(Point-based annotation data)
— start —
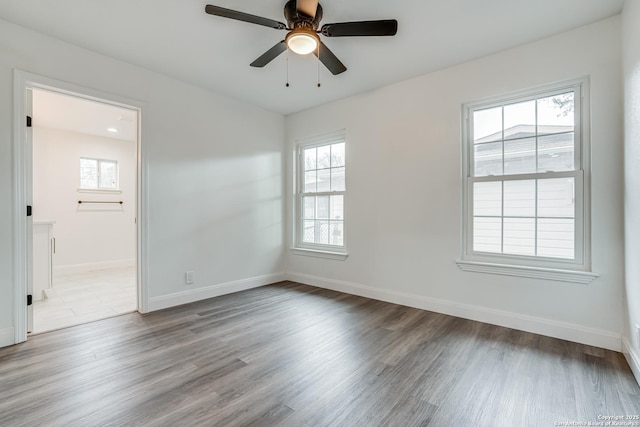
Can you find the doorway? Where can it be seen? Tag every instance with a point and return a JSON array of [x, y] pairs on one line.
[[78, 171], [84, 197]]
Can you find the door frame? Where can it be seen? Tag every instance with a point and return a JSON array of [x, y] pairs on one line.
[[23, 180]]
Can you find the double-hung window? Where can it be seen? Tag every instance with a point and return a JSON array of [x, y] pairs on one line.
[[525, 185], [321, 192], [98, 174]]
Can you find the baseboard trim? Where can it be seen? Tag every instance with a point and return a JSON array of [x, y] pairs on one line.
[[7, 337], [551, 328], [93, 266], [633, 358], [193, 295]]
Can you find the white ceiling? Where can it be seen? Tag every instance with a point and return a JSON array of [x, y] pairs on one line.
[[179, 39], [58, 111]]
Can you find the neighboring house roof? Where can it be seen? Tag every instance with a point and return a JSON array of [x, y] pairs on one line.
[[524, 131]]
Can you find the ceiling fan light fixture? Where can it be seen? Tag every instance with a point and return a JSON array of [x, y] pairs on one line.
[[302, 41]]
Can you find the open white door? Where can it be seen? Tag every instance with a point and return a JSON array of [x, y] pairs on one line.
[[28, 151]]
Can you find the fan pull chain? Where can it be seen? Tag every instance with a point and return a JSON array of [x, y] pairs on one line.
[[287, 85], [318, 64]]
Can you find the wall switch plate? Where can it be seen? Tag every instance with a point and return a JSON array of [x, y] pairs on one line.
[[188, 277]]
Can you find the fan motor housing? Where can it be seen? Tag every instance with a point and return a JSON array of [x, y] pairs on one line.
[[300, 20]]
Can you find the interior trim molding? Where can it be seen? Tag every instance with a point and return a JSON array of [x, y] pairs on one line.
[[83, 268], [582, 277], [198, 294], [23, 81], [7, 337], [537, 325], [338, 256], [633, 358]]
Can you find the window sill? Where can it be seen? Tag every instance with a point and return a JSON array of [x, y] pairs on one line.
[[582, 277], [338, 256], [99, 191]]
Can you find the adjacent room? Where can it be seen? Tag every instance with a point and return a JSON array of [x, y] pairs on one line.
[[320, 213]]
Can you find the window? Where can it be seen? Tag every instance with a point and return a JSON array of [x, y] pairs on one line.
[[98, 174], [524, 180], [321, 195]]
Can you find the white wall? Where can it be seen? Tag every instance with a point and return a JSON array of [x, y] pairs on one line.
[[87, 235], [213, 172], [404, 191], [631, 73]]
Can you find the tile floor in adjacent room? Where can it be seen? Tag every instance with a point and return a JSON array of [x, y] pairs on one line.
[[84, 297]]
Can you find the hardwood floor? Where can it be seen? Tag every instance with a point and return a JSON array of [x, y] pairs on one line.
[[294, 355]]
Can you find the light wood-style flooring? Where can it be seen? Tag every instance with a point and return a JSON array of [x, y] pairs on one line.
[[295, 355], [77, 298]]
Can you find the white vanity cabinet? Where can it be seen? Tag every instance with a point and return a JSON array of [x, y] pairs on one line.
[[43, 247]]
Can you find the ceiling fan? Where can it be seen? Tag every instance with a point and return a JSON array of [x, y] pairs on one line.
[[303, 18]]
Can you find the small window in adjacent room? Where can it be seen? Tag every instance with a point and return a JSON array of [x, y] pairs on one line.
[[321, 193], [526, 195], [98, 174]]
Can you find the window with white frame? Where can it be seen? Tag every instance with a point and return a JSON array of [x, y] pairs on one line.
[[98, 174], [321, 195], [525, 187]]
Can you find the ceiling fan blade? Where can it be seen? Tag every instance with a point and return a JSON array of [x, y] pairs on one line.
[[270, 55], [308, 7], [241, 16], [386, 27], [329, 60]]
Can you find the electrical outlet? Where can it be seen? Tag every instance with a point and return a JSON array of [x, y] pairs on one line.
[[188, 277]]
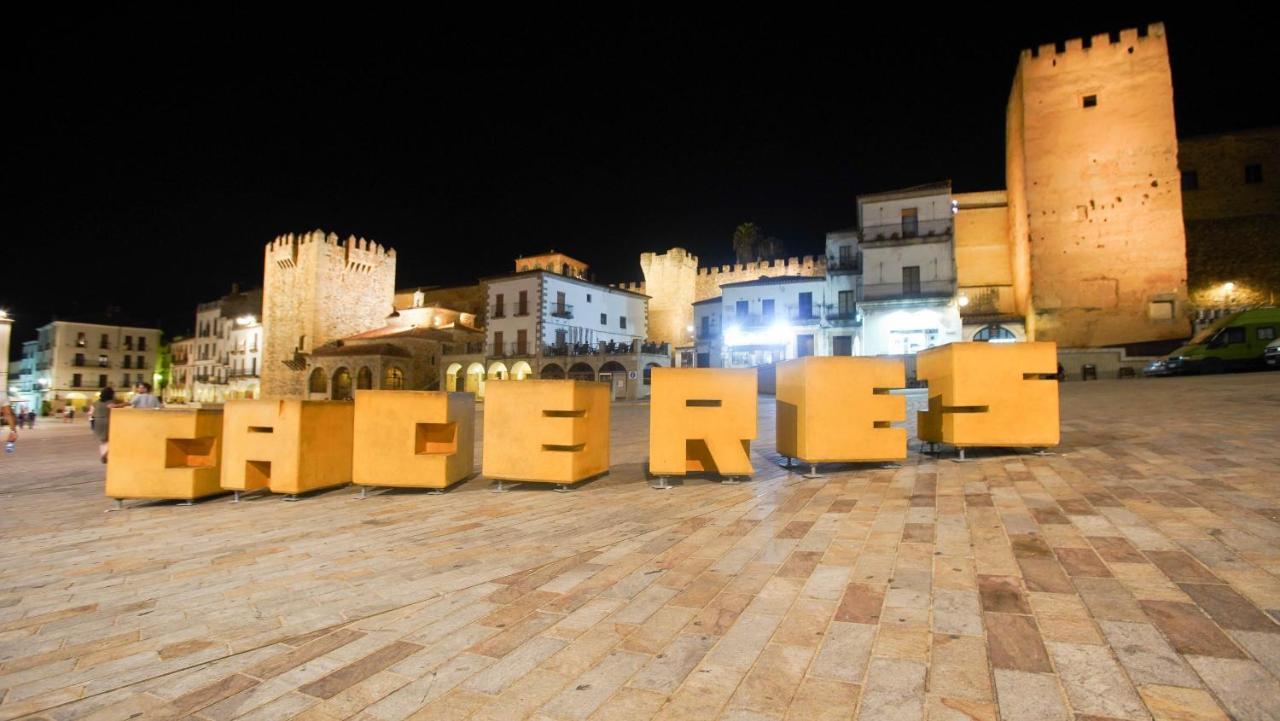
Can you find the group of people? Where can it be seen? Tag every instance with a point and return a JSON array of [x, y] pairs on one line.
[[100, 415], [101, 411]]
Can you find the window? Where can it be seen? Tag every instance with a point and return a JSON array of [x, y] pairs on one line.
[[393, 379], [912, 281], [805, 307], [910, 223], [846, 304]]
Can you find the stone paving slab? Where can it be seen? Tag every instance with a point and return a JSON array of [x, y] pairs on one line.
[[1133, 575]]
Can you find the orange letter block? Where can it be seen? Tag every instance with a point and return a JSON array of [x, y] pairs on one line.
[[837, 409], [702, 419], [545, 430], [412, 438], [286, 446], [990, 395], [164, 453]]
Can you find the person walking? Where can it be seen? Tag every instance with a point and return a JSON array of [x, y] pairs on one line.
[[144, 398], [103, 418]]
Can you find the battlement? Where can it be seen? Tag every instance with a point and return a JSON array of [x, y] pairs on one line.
[[356, 254], [805, 265], [1100, 49]]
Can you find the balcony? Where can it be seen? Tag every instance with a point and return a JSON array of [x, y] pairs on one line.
[[899, 291], [901, 233]]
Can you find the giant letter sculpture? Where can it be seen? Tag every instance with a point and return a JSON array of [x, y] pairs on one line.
[[164, 453], [990, 395], [545, 430], [286, 446], [839, 409], [702, 419], [412, 438]]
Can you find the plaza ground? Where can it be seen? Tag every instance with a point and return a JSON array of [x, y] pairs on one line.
[[1134, 575]]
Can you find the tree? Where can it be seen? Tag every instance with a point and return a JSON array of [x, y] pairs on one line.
[[750, 243]]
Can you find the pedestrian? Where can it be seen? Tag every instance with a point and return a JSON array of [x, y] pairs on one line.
[[103, 416], [144, 398], [10, 442]]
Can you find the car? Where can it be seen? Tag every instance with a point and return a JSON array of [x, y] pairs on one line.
[[1235, 342]]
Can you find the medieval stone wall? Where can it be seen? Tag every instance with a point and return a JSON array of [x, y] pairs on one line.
[[1093, 174], [318, 288]]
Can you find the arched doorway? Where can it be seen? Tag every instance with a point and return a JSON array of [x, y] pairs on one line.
[[993, 332], [475, 379], [581, 372], [453, 378], [341, 384], [616, 375], [319, 383], [393, 379], [497, 372]]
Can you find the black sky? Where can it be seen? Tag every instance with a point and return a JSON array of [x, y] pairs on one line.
[[182, 151]]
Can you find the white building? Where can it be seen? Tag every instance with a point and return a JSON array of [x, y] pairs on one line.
[[223, 359], [547, 320], [906, 247], [763, 322], [76, 359]]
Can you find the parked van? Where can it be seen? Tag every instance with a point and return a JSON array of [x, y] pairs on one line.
[[1235, 342]]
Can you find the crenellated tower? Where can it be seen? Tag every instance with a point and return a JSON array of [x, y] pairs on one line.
[[318, 288], [1095, 205]]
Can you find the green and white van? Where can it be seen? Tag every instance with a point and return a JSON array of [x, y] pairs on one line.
[[1235, 342]]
— end —
Recast the data from the line containing "Can you find the pedestrian?" through the end of the data as a two-column CSV with the headers input and output. Put each line of text and the answer that follows it in one row, with each value in a single quoted field and any line breaks replaced by spaces.

-- RESULT FOR THIS TASK --
input,output
"Can you find the pedestrian? Where can it be seen? Tag every instance with a point and return a JSON array of [x, y] pairs on one line.","[[103, 416], [144, 398], [10, 442]]"
"Can you find the car? Where can it be seen? Tag every instance with a point and return a JSON array of [x, y] pairs on one line.","[[1235, 342]]"
"Can you find the medieval stone wall? Where can it be seen? Tag every instance with a point and return a JSON array of [x, y] pairs on one line.","[[1093, 174], [318, 288]]"
"Can you find the arched doorway? Where can it be seen? Tag every instance with a point and return a JSON array of [x, y] pairs on one line.","[[993, 332], [475, 379], [581, 372], [453, 378], [341, 384], [616, 375], [319, 383], [393, 379], [497, 372]]"
"Can you find the black sky? Where can it be seen? Tag every instance with a point and return a JSON array of [x, y] pairs on one line.","[[182, 151]]"
"Can you find the white building? Where can it be seen? Tag every instance with a point and return a JSON array of [x, y] pairs on one line.","[[223, 359], [547, 320], [906, 247], [763, 322], [76, 359]]"
"Can you find the parked van? Where can it be seen? Tag every instance with a point and return a JSON array of [x, y] pairs on one line.","[[1235, 342]]"
"Can you find the crenellated tower? Where can it be seen? Tag every instance with a point and return a JSON array of [x, y] pairs on one line.","[[318, 288], [1095, 205]]"
"Can you find the green and white van? Where can it be seen? Tag every instance with a point and return a JSON array of [x, y] pairs on one line.","[[1235, 342]]"